• **Problem requirements**:
Copy every entry word for word. Skip the pictures.

(Dataset excerpts)

● ● ● ● ●

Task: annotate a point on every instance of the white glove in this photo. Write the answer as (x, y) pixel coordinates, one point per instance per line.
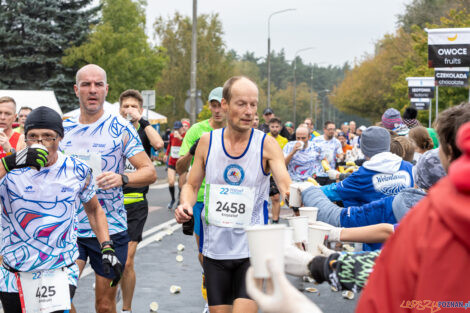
(285, 297)
(333, 174)
(304, 186)
(325, 251)
(296, 261)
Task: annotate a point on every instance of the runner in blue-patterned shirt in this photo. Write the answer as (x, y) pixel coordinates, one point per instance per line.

● ● ● ● ●

• **Exercise solution**:
Task: annotate a point on every instance of the white glove in this photo. Write the answer as (x, y) pixel coordinates, one point per instance per line.
(285, 297)
(333, 174)
(304, 186)
(325, 251)
(296, 261)
Task: annotate a point on every instance of the runner in blue-patterned shirt in this photo. Write the answer as (x, y) pixel coordinates, one point per instance per line.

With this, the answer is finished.